§ **Your objective**
Substitute "viola" for every "second violin" in the material below, and leave the rest untouched.

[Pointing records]
## Start
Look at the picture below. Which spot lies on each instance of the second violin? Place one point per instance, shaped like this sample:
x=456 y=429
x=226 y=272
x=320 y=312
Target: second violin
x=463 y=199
## End
§ **Response for this exercise**
Look at the picture below. Which spot lies on each instance of the viola? Place one point per instance, shaped like this sample:
x=456 y=429
x=226 y=272
x=320 y=312
Target: viola
x=463 y=199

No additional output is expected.